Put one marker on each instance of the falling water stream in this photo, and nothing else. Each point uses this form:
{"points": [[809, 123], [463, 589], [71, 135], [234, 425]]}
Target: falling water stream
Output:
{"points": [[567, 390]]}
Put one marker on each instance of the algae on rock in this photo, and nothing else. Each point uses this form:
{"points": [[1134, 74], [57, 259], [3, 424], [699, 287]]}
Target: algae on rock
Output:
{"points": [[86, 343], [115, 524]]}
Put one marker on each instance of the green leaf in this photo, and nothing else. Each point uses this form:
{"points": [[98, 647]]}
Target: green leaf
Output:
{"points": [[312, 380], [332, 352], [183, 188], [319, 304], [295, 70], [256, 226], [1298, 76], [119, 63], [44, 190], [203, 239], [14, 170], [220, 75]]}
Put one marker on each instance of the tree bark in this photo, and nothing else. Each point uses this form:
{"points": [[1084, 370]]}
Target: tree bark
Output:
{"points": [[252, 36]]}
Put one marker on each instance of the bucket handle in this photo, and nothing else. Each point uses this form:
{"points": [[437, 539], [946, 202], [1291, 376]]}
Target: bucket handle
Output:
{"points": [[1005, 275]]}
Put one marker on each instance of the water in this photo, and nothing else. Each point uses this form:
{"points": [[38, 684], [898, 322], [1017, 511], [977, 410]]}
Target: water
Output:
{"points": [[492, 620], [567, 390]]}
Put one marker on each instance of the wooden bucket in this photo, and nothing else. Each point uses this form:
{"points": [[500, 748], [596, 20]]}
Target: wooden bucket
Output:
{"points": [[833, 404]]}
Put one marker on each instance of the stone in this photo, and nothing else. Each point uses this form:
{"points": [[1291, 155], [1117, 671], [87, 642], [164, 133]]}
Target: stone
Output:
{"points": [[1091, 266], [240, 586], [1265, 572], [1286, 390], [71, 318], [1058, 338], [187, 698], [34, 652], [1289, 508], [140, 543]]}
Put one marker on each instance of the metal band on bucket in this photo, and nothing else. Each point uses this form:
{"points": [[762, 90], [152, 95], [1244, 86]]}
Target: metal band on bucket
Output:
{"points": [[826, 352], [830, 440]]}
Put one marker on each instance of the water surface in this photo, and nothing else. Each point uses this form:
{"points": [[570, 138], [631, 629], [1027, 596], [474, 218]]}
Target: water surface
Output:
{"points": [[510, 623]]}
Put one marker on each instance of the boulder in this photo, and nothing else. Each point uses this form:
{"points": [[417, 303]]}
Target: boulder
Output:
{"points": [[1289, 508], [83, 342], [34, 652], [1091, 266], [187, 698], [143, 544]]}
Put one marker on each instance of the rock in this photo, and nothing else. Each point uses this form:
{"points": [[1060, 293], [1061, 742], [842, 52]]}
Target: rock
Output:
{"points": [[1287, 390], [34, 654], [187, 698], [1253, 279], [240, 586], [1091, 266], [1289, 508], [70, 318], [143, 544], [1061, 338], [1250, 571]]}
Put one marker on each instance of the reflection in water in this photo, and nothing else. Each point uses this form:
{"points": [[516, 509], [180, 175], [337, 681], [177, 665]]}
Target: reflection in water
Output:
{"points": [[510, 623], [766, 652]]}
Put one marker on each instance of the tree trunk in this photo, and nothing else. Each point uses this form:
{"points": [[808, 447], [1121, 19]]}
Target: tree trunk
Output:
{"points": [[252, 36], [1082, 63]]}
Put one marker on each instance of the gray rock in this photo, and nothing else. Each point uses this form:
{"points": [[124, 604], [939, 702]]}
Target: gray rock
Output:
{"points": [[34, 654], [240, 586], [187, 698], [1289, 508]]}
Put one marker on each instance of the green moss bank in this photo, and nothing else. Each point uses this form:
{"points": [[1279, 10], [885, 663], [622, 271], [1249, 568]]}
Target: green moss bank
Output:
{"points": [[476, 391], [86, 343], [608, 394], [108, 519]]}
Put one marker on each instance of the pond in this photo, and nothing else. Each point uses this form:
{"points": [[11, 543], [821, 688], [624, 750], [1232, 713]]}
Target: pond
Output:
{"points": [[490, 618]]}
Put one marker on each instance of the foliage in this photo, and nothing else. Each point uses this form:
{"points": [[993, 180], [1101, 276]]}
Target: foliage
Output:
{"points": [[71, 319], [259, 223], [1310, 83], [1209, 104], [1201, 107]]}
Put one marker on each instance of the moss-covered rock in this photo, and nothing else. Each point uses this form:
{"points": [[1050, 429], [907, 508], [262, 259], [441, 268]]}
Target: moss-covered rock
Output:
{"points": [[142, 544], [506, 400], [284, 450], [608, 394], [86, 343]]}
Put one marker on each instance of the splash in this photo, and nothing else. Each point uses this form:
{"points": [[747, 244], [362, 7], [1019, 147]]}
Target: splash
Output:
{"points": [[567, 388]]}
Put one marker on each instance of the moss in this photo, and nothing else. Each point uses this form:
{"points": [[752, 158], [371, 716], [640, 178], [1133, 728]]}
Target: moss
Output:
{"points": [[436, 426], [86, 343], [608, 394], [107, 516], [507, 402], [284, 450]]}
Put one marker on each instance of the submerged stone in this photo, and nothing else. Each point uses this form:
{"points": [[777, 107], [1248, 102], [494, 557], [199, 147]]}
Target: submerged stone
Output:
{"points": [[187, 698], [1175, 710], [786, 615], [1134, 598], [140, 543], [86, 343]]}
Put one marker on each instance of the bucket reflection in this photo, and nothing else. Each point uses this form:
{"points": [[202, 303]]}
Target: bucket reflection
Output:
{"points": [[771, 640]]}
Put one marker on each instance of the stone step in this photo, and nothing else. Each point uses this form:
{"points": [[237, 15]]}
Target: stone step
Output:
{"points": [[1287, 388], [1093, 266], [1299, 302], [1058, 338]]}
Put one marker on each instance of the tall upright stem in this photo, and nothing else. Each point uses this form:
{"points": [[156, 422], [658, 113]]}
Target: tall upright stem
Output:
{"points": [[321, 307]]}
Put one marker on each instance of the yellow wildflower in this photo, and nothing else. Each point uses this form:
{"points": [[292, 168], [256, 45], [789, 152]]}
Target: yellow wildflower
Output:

**WHAT YOU HAVE TO DO**
Write out all of the records word for word.

**TASK SOLUTION**
Put one marker on each instance of the falling water stream in this photo, and nothing else. Each point uses this form:
{"points": [[809, 123], [463, 589], [71, 135], [234, 425]]}
Target: falling water stream
Output:
{"points": [[567, 390]]}
Put one marker on each instance of the algae on rock in this photo, and nothing else. Each point uses this form:
{"points": [[1134, 74], [57, 259], [3, 424], [699, 287]]}
Target: algae on rock
Output:
{"points": [[86, 343], [115, 524]]}
Put one marker on each instance of the green leaf in this photo, and nothing else. Each point uses this form:
{"points": [[98, 647]]}
Target: green leaf
Output:
{"points": [[312, 380], [332, 352], [183, 188], [319, 304], [295, 70], [256, 226], [1298, 76], [119, 63], [44, 190], [203, 239], [14, 170], [220, 75]]}
Put one marker on each instance of the tree bark in this photo, and nothing else. Each point uses this form:
{"points": [[1084, 370]]}
Target: tree bark
Output:
{"points": [[252, 36]]}
Put one marker on each instance of the bucket handle in this photo, and nothing else. Each point uses this form:
{"points": [[437, 539], [946, 202], [1291, 376]]}
Target: bucket handle
Output:
{"points": [[1005, 275]]}
Put one marker on each instance of the water in this photo, and nothing else. Each point uses this form:
{"points": [[38, 684], [898, 322], [1017, 511], [977, 410]]}
Target: water
Output:
{"points": [[492, 620], [567, 390]]}
Put one marker on each instance of the wooden bucket in this photo, and nothing else. Each point uses this form:
{"points": [[500, 748], [596, 20]]}
Target: wooden bucket
Output:
{"points": [[833, 404]]}
Put one marker on each instance of the stone in this photo, and nothing else. Each point uses this form:
{"points": [[1291, 155], [1117, 671], [87, 642], [164, 133]]}
Target: stone
Output:
{"points": [[1091, 266], [240, 586], [1265, 572], [1286, 390], [71, 318], [1058, 338], [187, 698], [34, 652], [1289, 508], [140, 543]]}
Put one marker on each instance of the metal band on bucket in this photo, and nothing else. Each point uses this form:
{"points": [[762, 90], [152, 95], [1244, 86]]}
Target: metal band on bucket
Output:
{"points": [[826, 352], [830, 440]]}
Put one marker on each instance of the water surface in this photo, and nothing else. Each point uses this form:
{"points": [[570, 138], [631, 629], [1027, 596], [474, 218]]}
Target: water surface
Output:
{"points": [[510, 623]]}
Put one marker on each instance of the boulder in this photo, and nothing else. Each point uses this form:
{"points": [[417, 303]]}
Target: boulder
Output:
{"points": [[1289, 508], [83, 342], [34, 652], [1091, 266], [187, 698], [143, 544]]}
Put one marker on each instance of the rock in this photo, and nothing else. Each point uses this form:
{"points": [[1060, 293], [1061, 742], [842, 52]]}
Target: rock
Output:
{"points": [[1287, 390], [34, 654], [187, 698], [1253, 279], [240, 586], [1091, 266], [1289, 508], [70, 318], [143, 544], [1061, 338], [1250, 571]]}
Put one marker on each instance of the reflection in water in this photo, and nothing else. Each point uses this form:
{"points": [[516, 509], [180, 175], [337, 681], [177, 665]]}
Target: reflection in water
Output:
{"points": [[510, 623], [766, 652]]}
Put one marker on each instance of the tree trunk in this photo, and nothing else. Each point uses this form:
{"points": [[808, 447], [1121, 19]]}
Target: tree trunk
Output:
{"points": [[252, 36], [1082, 63]]}
Put one marker on each instance of the gray rock in this photo, and nothing else. Each point uses this form:
{"points": [[124, 604], [939, 702]]}
Target: gray rock
Output:
{"points": [[34, 654], [240, 586], [187, 698], [1289, 508]]}
Put one marker on each instance of the green moss bank in this photo, and nothing else. Each point uses this form:
{"points": [[1279, 10], [885, 663], [622, 271], [1249, 568]]}
Target: green moss bank
Output:
{"points": [[476, 391], [86, 343], [608, 394], [108, 519]]}
Put one marker on each instance of the pond in this photo, and nothing else. Each point uses this form:
{"points": [[11, 543], [821, 688], [624, 750], [1232, 713]]}
Target: pond
Output:
{"points": [[490, 618]]}
Put one marker on each instance of the foliage in this photo, and nothing else. Each point uses this form:
{"points": [[993, 180], [1101, 276]]}
Target: foliage
Output:
{"points": [[71, 319], [259, 223], [1310, 83], [1209, 104], [1201, 107]]}
Put one marker on each instance of the moss-covered rock in this photo, and nothing else. Each point uses this form:
{"points": [[1050, 429], [907, 508], [262, 259], [441, 268]]}
Target: moss-covered rock
Output:
{"points": [[142, 544], [506, 400], [284, 450], [608, 394], [86, 343]]}
Put one marker on each instance of the splash in this photo, and nothing else. Each point uses this form:
{"points": [[747, 244], [362, 7], [1019, 147]]}
Target: splash
Output:
{"points": [[567, 388]]}
Put one marker on each instance of the moss in this photo, and nothing else. Each point uses this form:
{"points": [[752, 158], [371, 716], [640, 178], [1133, 728]]}
Target: moss
Output:
{"points": [[436, 426], [86, 343], [608, 394], [107, 516], [507, 402], [284, 450]]}
Put one marker on each instance of the submerged stone in this photo, and nothing else. Each point uses this form:
{"points": [[777, 107], [1248, 102], [494, 557], [199, 147]]}
Target: submerged stone
Output:
{"points": [[187, 698], [1175, 710], [786, 615], [1134, 598], [140, 543], [86, 343]]}
Put one marker on each instance of the bucket reflection in this photo, and nothing else. Each point uses this form:
{"points": [[202, 303]]}
Target: bucket reflection
Output:
{"points": [[771, 640]]}
Put one marker on each instance of the stone step in this photo, and nothing else. Each point uses this form:
{"points": [[237, 15]]}
Target: stone step
Output:
{"points": [[1287, 388], [1093, 266], [1299, 302], [1058, 338]]}
Put one marker on each instance of the tall upright stem in this photo, and nothing else. Each point uses this form:
{"points": [[156, 422], [658, 113]]}
Target: tall upright stem
Output:
{"points": [[321, 307]]}
Put one marker on each instance of the yellow wildflower in this photo, and nothing else. Each point uses this form:
{"points": [[292, 168], [256, 45], [789, 152]]}
Target: yellow wildflower
Output:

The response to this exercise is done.